* **ЗАДАНИЯ**:
A: Извлеките из текста о колонии для пожизненно осужденных всё, начиная со слов «Из справки на» и вниз до слов «родном городе Молоткова.» включительно.
B: Определите, соответствуют ли тексту о колонии для пожизненно осужденных следующие утверждения: (i) во время интервью Молотков сидит в железной клетке; (ii) сокамерники Молоткова согласились показать лица журналистам; (iii) взрыв подстанции готовился в Москве. На каждое ответьте «да» или «нет» и приведите дословно решающие слова текста.

* **ФРАГМЕНТ ТЕКСТА**:
******************************
Краткие биографии преступников в исправительной колонии особого режима для пожизненников № 6, что в Мордовии, можно изучать, гуляя по коридору второго этажа жилого корпуса. На каждой двери — справки с фотографиями, именами, кратким описанием преступлений и характеристиками осужденных.
Инспектор открывает металлическую дверь камеры № 5. Сначала лишь настолько, чтобы толчком руки проверить надежность замка решетки сразу за ней. После этой манипуляции надзиратель снимает ограничитель — цепочку сверху двери — и открывает уже полностью. Сквозь железные прутья вырисовывается силуэт тощего человека. Он сидит спиной и читает Библию. Его сокамерников предварительно увели — жестокий убийца и маньяк-педофил не хотят светить лица перед журналистами.
Хотя статьи Льва Молоткова не менее тяжелые, он согласился на интервью. Для разговора сотрудники ведут его на первый этаж в кабинет психолога.
— Налево пошел!
— Есть, гражданин начальник!
— Вниз по лестнице пошел!
— Есть, гражданин начальник!
Молотков садится на стул в железной клетке. Пытается пристроить на прутьях шапку, но она все время падает. Тогда засовывает головной убор между ног и прячет в него руки — так он и просидит все интервью.
Из справки на осужденного: «В период с 2004 по 2008 год в Москве руководил ячейкой «НСО-Север» Национал-социалистического общества*. В составе группы совершил убийство 16 человек и два покушения на убийство по мотивам расовой и национальной ненависти и вражды». Кроме того, Молотков признан виновным по ч. 3, 30 ст. 205 ч. 2 УК России — «Покушение на террористический акт». Речь о подготовке взрыва подстанции в Сергиевом Посаде — родном городе Молоткова.
******************************
* **ЗАПИСАННЫЕ СВЕДЕНИЯ**:
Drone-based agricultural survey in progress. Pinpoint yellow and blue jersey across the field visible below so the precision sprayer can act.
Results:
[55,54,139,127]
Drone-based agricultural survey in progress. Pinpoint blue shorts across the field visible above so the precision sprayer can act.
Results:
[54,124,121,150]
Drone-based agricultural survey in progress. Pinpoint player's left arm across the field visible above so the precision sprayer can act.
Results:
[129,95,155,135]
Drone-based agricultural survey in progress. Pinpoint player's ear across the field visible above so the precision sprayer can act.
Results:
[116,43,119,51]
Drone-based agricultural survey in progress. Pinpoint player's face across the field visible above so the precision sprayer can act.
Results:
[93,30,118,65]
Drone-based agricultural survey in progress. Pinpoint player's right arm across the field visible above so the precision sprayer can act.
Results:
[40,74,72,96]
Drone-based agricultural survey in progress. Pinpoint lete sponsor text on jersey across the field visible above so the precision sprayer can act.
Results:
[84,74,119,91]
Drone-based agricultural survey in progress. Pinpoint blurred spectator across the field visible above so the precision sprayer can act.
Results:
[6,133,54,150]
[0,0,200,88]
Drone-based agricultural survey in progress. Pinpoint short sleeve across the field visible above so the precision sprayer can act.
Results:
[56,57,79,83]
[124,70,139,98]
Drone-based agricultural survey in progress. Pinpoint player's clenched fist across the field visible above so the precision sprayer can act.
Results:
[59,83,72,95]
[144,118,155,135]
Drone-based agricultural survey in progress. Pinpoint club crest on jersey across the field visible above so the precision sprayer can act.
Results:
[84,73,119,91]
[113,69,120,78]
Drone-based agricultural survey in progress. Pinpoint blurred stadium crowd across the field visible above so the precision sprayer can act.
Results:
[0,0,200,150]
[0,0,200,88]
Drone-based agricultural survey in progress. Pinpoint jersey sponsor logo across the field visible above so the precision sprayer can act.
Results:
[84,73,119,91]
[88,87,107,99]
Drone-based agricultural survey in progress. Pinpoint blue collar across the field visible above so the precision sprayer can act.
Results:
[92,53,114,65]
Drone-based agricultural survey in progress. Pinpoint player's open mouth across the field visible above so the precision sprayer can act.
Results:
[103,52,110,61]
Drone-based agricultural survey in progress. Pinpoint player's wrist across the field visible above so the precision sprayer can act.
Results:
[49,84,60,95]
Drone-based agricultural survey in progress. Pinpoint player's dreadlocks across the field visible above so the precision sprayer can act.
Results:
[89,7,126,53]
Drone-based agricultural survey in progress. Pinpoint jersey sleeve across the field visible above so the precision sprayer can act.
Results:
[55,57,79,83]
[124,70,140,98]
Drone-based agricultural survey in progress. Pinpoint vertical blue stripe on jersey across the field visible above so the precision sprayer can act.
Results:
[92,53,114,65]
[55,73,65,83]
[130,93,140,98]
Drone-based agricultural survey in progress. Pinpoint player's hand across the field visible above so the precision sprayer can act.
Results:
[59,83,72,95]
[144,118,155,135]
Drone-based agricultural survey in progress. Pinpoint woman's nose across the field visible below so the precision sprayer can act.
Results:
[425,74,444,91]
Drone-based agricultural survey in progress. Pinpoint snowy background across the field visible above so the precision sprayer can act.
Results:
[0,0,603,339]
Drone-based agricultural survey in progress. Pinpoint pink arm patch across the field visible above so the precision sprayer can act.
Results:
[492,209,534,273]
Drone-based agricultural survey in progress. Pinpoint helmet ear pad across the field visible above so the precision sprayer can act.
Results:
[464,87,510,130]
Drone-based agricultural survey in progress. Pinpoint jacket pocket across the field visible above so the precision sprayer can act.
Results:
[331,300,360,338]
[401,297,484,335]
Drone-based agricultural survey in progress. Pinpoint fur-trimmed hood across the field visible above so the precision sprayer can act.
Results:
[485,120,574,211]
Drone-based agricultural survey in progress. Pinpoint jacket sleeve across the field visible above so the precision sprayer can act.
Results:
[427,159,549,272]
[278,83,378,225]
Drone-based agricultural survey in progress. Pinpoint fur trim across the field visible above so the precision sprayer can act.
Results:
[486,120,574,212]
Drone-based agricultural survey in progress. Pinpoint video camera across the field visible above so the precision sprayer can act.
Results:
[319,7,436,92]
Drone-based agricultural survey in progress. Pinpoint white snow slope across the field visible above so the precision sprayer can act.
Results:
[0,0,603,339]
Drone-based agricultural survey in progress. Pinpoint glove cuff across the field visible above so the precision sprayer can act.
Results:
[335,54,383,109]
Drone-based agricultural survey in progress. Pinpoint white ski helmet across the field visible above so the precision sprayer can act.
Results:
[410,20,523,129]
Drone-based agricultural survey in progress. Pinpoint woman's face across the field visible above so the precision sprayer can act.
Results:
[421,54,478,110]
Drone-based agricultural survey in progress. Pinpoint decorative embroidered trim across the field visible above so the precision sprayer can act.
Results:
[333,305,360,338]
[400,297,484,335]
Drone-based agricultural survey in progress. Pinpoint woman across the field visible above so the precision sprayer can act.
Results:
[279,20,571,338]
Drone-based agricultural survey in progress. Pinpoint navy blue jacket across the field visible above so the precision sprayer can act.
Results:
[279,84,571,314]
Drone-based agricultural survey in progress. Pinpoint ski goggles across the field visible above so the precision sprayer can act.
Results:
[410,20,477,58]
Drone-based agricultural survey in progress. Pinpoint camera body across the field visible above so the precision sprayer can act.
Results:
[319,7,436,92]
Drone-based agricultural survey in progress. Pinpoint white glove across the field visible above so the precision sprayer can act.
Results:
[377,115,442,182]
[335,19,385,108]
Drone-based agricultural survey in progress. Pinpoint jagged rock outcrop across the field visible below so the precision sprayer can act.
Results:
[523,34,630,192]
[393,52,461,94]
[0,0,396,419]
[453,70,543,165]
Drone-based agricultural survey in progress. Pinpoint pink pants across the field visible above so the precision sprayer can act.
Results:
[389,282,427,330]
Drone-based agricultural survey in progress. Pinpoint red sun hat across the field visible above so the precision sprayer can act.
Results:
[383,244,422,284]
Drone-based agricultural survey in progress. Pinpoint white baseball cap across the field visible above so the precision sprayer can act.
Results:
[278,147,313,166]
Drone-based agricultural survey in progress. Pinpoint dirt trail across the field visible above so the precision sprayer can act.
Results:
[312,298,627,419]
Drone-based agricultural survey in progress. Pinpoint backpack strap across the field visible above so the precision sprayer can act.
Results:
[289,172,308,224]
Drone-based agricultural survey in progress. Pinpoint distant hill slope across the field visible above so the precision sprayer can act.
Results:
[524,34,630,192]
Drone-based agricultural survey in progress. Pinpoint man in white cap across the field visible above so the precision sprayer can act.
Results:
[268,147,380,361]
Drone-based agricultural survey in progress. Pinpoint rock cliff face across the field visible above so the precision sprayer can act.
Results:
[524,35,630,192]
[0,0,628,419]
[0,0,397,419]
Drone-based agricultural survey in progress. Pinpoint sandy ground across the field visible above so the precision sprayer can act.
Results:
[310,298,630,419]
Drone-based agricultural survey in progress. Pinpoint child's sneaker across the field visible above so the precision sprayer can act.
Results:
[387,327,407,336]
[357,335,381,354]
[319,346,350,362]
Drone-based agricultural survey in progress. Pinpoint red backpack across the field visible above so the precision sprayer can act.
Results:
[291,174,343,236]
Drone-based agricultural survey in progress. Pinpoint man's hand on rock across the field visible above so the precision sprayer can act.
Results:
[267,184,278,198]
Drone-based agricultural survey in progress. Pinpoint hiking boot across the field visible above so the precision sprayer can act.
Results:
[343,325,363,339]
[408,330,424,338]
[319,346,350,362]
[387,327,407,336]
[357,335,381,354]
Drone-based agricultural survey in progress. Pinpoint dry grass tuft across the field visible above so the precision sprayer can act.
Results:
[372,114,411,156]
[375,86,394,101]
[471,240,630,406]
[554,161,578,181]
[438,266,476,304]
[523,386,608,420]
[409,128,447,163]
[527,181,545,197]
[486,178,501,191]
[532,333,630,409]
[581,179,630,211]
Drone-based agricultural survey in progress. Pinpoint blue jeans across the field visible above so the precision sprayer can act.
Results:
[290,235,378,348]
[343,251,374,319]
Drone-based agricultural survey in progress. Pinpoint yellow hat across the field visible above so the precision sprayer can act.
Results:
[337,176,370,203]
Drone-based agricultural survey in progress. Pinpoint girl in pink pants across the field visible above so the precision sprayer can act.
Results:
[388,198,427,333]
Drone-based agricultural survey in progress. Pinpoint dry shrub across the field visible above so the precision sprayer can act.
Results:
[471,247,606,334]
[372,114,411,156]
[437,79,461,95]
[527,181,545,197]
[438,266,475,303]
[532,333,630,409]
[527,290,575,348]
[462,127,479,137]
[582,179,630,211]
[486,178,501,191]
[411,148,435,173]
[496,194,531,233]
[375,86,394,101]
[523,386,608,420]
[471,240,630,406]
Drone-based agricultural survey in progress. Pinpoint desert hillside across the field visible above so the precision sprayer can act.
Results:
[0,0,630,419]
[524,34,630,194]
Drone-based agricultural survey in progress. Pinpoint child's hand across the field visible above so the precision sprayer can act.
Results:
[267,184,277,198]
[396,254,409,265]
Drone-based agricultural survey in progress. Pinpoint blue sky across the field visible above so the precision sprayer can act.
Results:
******************************
* **СПИСОК ОТВЕТОВ**:
A:
Из справки на осужденного: «В период с 2004 по 2008 год в Москве руководил ячейкой «НСО-Север» Национал-социалистического общества*. В составе группы совершил убийство 16 человек и два покушения на убийство по мотивам расовой и национальной ненависти и вражды». Кроме того, Молотков признан виновным по ч. 3, 30 ст. 205 ч. 2 УК России — «Покушение на террористический акт». Речь о подготовке взрыва подстанции в Сергиевом Посаде — родном городе Молоткова.

B:
(i) Да: «Молотков садится на стул в железной клетке».
(ii) Нет: «жестокий убийца и маньяк-педофил не хотят светить лица перед журналистами».
(iii) Нет: «Речь о подготовке взрыва подстанции в Сергиевом Посаде».